## Exercise description
Reproduce the passage below on the traveler's memories and fever, word for word, from "The loveliest feature" to "most vivid impressions.".

The loveliest feature of all to me was the form of a noble, and
true man, who called me son. Of my life in the great pine forests
of Arkansas, and in Missouri, I retained the most vivid impressions.
The dreaming days I passed under the sighing pines on the Ouachita’s
shores; the new clearing, the block-house, our faithful black
servant, the forest deer, and the exuberant life I led, were
all well remembered. And I remembered how one day, after we had
come to live near the Mississipi, I floated down, down, hundreds of
miles, with a wild fraternity of knurly giants, the boatmen of
the Mississipi, and how a dear old man welcomed me back, as if
from the grave. I remembered also my travels on foot through
sunny Spain, and France, with numberless adventures in Asia Minor,
among Kurdish nomads. I remembered the battlefields of America
and the stormy scenes of rampant war. I remembered gold mines,
and broad prairies, Indian councils, and much experience in the
new western lands. I remembered the shock it gave me to hear
after my return from a barbarous country of the calamity that
had overtaken the fond man whom I called father, and the hot
fitful life that followed it. Stop! ************
Dear me; is it the 21st of July? Yes, Shaw informed me that it
was the 21st of July after I recovered from my terrible attack
of fever; the true date was the 14th of July, but I was not
aware that I had jumped a week, until I met Dr. Livingstone.
We two together examined the Nautical Almanack, which I brought
with me. We found that the Doctor was three weeks out of his
reckoning, and to my great surprise I was also one week out,
or one week ahead of the actual date. The mistake was made by
my being informed that I had been two weeks sick, and as the day
I recovered my senses was Friday, and Shaw and the people were
morally sure that I was in bed two weeks, I dated it on my Diary
the 21st of July. However, on the tenth day after the first of my
illness, I was in excellent trim again, only, however, to see and
attend to Shaw, who was in turn taken sick. By the 22nd July
Shaw was recovered, then Selim was prostrated, and groaned in his
delirium for four days, but by the 28th we were all recovered, and
were beginning to brighten up at the prospect of a diversion in the
shape of a march upon Mirambo’s stronghold.

## Information shown
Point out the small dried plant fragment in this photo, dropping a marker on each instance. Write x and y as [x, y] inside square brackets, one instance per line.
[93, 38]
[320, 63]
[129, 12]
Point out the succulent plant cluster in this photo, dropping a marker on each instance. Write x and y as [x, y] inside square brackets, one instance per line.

## Task answer
The loveliest feature of all to me was the form of a noble, and
true man, who called me son. Of my life in the great pine forests
of Arkansas, and in Missouri, I retained the most vivid impressions.